[Saved data entries]
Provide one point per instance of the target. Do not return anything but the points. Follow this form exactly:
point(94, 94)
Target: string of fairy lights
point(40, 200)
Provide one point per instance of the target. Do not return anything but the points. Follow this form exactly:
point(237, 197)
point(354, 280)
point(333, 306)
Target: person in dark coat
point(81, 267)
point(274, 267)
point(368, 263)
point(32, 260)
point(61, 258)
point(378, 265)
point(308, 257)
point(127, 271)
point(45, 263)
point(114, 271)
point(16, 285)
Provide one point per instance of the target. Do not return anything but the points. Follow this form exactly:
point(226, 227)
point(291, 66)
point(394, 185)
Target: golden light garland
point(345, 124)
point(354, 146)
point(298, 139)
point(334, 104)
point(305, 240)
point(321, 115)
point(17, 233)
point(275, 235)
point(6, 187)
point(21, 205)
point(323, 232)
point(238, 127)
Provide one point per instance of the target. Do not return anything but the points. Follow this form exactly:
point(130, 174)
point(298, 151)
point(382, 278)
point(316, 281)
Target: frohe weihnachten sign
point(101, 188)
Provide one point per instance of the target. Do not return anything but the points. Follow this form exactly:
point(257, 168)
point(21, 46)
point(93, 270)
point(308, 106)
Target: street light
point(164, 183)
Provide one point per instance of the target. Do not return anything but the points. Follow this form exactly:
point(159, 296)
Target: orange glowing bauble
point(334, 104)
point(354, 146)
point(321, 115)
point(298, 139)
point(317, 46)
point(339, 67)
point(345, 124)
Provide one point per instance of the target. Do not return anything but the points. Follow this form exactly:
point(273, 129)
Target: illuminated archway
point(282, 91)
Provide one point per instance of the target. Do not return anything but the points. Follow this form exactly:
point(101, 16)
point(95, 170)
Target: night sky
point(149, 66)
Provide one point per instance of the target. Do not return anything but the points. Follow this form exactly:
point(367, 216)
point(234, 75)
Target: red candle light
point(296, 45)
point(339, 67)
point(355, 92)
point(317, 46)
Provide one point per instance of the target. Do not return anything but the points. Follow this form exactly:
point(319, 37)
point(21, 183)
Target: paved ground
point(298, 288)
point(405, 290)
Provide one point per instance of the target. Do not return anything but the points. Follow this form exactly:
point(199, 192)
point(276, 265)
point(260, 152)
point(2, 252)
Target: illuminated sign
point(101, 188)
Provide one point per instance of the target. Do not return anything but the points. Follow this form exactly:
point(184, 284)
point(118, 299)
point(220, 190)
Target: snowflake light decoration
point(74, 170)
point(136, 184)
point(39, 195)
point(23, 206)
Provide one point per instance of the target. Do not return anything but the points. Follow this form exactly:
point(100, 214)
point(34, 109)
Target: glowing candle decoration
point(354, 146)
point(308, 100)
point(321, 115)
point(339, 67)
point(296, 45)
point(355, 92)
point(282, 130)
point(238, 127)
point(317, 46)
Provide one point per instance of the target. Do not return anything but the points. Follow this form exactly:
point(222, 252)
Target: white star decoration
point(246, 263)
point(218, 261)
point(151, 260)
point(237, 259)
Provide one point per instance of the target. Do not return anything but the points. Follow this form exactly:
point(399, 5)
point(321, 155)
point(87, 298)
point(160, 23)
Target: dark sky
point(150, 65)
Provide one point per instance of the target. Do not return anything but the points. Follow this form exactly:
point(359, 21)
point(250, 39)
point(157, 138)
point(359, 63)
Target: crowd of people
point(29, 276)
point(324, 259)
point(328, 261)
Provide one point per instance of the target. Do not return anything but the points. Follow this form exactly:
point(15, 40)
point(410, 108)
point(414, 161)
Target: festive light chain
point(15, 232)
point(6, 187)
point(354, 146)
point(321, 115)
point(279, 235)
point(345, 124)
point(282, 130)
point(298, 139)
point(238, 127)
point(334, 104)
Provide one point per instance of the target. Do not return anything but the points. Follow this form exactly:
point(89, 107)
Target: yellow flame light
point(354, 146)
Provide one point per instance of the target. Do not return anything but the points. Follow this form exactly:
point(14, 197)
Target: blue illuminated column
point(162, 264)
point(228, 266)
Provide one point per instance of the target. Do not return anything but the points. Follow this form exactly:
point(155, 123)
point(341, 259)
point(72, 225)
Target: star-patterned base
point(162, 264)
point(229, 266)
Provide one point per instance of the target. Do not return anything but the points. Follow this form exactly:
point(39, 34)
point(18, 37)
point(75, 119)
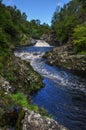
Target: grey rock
point(34, 121)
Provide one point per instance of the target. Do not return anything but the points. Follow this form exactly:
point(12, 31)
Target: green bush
point(79, 38)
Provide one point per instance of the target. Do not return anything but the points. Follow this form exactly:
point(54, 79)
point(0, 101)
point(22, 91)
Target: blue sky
point(37, 9)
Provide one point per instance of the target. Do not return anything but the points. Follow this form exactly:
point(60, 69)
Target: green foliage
point(67, 18)
point(79, 38)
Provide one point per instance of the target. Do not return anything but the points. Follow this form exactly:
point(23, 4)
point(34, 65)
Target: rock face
point(34, 121)
point(63, 56)
point(51, 38)
point(41, 43)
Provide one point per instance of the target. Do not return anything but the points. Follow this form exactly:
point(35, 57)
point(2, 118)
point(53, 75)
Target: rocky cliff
point(64, 57)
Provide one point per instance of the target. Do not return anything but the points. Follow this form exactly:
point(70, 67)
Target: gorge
point(63, 94)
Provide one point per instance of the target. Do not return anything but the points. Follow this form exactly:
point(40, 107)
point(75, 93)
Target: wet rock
point(63, 56)
point(34, 121)
point(5, 85)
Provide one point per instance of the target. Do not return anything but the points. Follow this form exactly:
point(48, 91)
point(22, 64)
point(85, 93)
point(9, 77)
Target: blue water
point(63, 94)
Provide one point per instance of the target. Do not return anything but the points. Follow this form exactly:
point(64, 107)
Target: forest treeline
point(15, 29)
point(68, 24)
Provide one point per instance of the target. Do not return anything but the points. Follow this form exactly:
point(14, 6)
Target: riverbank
point(64, 57)
point(18, 81)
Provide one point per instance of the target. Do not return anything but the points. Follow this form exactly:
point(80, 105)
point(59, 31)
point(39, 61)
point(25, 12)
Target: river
point(63, 94)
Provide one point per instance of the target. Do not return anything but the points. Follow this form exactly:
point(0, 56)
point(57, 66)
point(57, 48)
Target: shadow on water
point(63, 95)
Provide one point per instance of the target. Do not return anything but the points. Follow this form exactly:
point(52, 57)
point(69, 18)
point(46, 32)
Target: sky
point(37, 9)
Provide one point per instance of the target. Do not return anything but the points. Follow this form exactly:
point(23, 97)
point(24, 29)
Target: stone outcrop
point(50, 38)
point(63, 56)
point(34, 121)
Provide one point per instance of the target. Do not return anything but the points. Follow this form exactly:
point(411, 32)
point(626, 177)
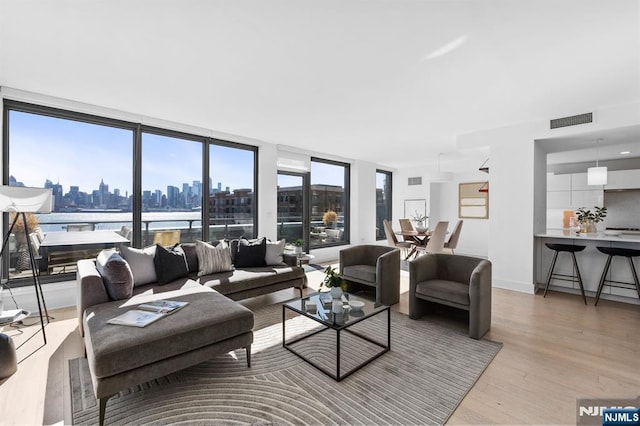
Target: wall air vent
point(574, 120)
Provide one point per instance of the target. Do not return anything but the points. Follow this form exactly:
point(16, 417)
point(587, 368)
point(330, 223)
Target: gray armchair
point(463, 282)
point(373, 266)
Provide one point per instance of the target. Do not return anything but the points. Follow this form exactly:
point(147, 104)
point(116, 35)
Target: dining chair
point(452, 243)
point(436, 240)
point(404, 246)
point(405, 225)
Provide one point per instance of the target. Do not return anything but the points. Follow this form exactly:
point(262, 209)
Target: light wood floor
point(555, 351)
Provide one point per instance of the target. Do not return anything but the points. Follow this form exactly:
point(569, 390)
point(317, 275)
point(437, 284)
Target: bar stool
point(615, 251)
point(569, 248)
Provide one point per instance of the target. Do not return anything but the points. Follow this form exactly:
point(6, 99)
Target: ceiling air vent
point(574, 120)
point(415, 181)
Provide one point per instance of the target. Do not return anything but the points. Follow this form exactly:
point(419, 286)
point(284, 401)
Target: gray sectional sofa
point(212, 323)
point(237, 284)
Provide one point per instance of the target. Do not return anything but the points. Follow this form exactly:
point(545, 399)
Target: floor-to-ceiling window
point(117, 177)
point(87, 163)
point(329, 193)
point(383, 201)
point(293, 216)
point(171, 189)
point(232, 179)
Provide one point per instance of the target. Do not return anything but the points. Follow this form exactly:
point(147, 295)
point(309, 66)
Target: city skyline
point(85, 153)
point(105, 197)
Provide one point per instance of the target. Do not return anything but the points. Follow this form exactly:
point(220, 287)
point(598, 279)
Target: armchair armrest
point(424, 268)
point(353, 256)
point(480, 282)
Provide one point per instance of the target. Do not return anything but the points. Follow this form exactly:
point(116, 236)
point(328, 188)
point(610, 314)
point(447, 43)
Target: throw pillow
point(251, 253)
point(212, 259)
point(191, 255)
point(116, 274)
point(141, 263)
point(170, 264)
point(274, 252)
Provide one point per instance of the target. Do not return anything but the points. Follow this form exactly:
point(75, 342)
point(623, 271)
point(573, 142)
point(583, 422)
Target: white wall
point(402, 191)
point(363, 193)
point(474, 238)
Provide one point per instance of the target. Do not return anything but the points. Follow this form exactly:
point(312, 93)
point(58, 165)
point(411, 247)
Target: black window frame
point(137, 129)
point(388, 205)
point(347, 201)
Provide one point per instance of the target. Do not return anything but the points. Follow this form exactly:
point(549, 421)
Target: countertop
point(600, 236)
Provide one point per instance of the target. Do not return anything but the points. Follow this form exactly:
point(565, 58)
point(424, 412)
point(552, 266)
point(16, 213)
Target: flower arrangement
point(597, 216)
point(419, 218)
point(332, 278)
point(329, 218)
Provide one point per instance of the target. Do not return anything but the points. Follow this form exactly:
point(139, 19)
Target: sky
point(76, 153)
point(84, 154)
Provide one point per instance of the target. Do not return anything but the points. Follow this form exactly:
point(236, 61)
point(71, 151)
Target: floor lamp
point(21, 200)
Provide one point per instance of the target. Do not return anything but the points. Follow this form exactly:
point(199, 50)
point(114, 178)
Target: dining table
point(419, 239)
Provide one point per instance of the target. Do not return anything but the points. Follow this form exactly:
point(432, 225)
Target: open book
point(147, 313)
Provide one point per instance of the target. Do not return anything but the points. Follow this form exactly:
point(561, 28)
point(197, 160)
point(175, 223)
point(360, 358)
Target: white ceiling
point(387, 81)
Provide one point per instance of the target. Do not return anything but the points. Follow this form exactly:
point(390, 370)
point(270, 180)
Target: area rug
point(421, 380)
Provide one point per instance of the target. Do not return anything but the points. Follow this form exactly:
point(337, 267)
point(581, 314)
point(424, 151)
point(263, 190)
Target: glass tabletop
point(336, 313)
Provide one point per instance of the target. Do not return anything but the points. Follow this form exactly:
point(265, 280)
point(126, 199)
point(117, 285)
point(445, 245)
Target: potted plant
point(419, 219)
point(330, 218)
point(334, 282)
point(588, 218)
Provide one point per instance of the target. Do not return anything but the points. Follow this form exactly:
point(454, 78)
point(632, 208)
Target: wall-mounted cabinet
point(623, 179)
point(570, 191)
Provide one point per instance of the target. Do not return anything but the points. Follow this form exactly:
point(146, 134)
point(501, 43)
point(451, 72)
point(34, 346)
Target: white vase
point(336, 292)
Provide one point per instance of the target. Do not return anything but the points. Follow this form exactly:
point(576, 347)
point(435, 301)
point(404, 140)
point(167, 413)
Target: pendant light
point(597, 175)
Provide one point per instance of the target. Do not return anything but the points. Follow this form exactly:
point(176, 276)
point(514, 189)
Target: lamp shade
point(25, 199)
point(596, 176)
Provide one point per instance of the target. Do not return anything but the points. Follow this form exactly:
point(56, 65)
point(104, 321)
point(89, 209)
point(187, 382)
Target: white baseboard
point(516, 286)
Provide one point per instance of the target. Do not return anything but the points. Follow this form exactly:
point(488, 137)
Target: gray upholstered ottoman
point(121, 356)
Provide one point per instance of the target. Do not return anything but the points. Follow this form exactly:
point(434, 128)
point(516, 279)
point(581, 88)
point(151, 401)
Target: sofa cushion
point(141, 263)
point(360, 272)
point(274, 252)
point(251, 254)
point(116, 274)
point(212, 259)
point(208, 318)
point(170, 263)
point(191, 255)
point(241, 280)
point(444, 290)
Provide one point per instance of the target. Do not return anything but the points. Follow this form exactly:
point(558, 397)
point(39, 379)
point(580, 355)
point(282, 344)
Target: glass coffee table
point(359, 336)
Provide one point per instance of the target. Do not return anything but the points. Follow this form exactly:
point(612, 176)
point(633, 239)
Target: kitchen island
point(590, 261)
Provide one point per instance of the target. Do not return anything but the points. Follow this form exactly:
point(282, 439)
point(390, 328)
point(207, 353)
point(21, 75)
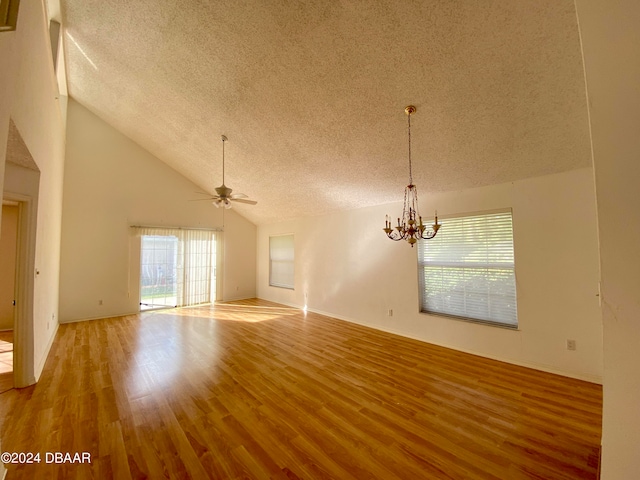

Assignment: Look above for the line containing "point(139, 19)". Output from there through the line containing "point(360, 358)", exactly and inclusively.

Solution to the exercise:
point(139, 19)
Target: sky
point(76, 153)
point(84, 154)
Provide one point per instance of the target. Do not return anything but the points. Follow this form exactly:
point(236, 61)
point(71, 151)
Target: floor lamp
point(21, 200)
Provide one point per instance of the target. Do not return anything but the points. Follow this form exactly:
point(199, 50)
point(114, 178)
Target: dining table
point(419, 239)
Provide one point per instance of the target. Do not return anything but the points. Follow this form exactly:
point(432, 225)
Target: open book
point(147, 313)
Provide one point per instance of the target. Do not return anything but the points. Follow this form exactly:
point(561, 28)
point(197, 160)
point(175, 223)
point(360, 358)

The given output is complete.